---------- Document section
The golf swing breaks down into 2 basic and essential components; 2 general physical actions:
Like an archer drawing back the bowstring – (1) Storing energy (backswing) and releasing the arrow – (2) Releasing energy (downswing).
Most problems arise by trying to create energy and exert directional control in the downswing.
Why do we swing the golf club in the first place? The answer should be: to advance the ball to a specific target. Point A to Point B
A struggling golfer tends to miss this perspective. They try to “hit the ball” and in some particular kind of way. They make the ball their target and lose track of where they want it to go. They try to remember a handful of swing thoughts then look up and hope it’s headed at the flag. In most other sports, especially target oriented ones; we face the target and sight it directly. In golf you’re placed perpendicular to, and your sight is shifted away from the target. Making the ball the target and holding the club too tight are the 2 most recurrent issues causing poor golf shots. Some golfers say “I stood up” or “I didn’t keep my left arm straight” or really a slew of other things. But, these are resultant causes for bad shots, not the root problem. Like when you throw a rock in a pond it ripples out from the center. What most golfers self-diagnose as the problem is like the outer ripple on the pond. You want to isolate the pebble – the root cause. And that goes back to making the golf ball the target and/or too much grip pressure causing all those other issues.
Remember 3 important keys: Feel the clubhead, watch the ball, and keep your mind’s eye on the target.
To succeed at ballstriking, you have to become a craftsman – your tool is the club. If you can control the club then you can predict your ball flight. There are 4 key elements to focus on in order to bring the club under your control. I have turned them into a drill called the “4 P’s.”
Path – watch to see where the club is bottoming out and the direction it is traveling through that point.
Pressure – keep grip pressure consistent through the transition from backswing into downswing and through impact to the finish. Grip pressure is the most important ingredient in the whole recipe. You can’t control the club if you can’t even feel the club.
--------------------
## Activity
Can you repeat everything from "To succeed at" down to "through that point." in the golf swing text, switching "craftsman" to "artisan"?
---------- Entries provided
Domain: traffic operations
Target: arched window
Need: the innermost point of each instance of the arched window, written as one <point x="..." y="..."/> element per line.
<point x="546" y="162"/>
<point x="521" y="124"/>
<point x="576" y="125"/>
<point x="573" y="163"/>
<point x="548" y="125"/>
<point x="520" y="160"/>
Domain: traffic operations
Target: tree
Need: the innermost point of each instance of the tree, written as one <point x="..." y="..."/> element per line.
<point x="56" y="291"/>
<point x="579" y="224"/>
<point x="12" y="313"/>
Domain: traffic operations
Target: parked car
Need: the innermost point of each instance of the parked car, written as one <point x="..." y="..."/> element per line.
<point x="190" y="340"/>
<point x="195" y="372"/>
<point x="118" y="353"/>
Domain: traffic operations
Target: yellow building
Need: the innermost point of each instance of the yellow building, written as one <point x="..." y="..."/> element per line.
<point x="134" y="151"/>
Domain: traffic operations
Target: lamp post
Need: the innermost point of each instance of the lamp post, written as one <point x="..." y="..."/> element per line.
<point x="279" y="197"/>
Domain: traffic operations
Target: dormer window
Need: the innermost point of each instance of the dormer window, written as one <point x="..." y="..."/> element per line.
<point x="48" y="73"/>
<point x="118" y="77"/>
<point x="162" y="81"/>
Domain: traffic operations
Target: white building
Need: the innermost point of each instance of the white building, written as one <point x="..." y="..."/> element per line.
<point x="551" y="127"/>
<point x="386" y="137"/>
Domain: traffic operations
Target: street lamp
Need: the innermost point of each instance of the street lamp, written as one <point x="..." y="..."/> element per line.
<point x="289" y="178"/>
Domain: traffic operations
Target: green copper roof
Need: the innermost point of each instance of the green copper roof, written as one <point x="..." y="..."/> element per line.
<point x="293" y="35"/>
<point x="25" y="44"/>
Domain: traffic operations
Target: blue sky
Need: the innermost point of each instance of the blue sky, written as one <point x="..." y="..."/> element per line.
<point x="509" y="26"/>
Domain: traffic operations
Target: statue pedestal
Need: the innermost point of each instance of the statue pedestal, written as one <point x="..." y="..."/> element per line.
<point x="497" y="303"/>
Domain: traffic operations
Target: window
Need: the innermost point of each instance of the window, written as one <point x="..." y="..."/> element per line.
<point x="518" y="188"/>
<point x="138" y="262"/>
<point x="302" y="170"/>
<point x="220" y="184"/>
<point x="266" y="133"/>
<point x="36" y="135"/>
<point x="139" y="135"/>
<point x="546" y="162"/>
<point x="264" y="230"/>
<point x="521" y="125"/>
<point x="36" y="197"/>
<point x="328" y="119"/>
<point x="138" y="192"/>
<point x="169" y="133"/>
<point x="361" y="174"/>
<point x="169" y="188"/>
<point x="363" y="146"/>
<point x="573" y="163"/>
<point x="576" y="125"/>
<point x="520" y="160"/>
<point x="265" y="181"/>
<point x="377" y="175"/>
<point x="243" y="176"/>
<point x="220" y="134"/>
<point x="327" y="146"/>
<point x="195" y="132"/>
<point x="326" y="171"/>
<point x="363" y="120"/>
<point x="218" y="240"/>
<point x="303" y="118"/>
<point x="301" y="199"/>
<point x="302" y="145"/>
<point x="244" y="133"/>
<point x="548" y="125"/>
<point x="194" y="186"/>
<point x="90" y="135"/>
--------------------
## Answer
To succeed at ballstriking, you have to become a artisan – your tool is the club. If you can control the club then you can predict your ball flight. There are 4 key elements to focus on in order to bring the club under your control. I have turned them into a drill called the “4 P’s.”
Path – watch to see where the club is bottoming out and the direction it is traveling through that point.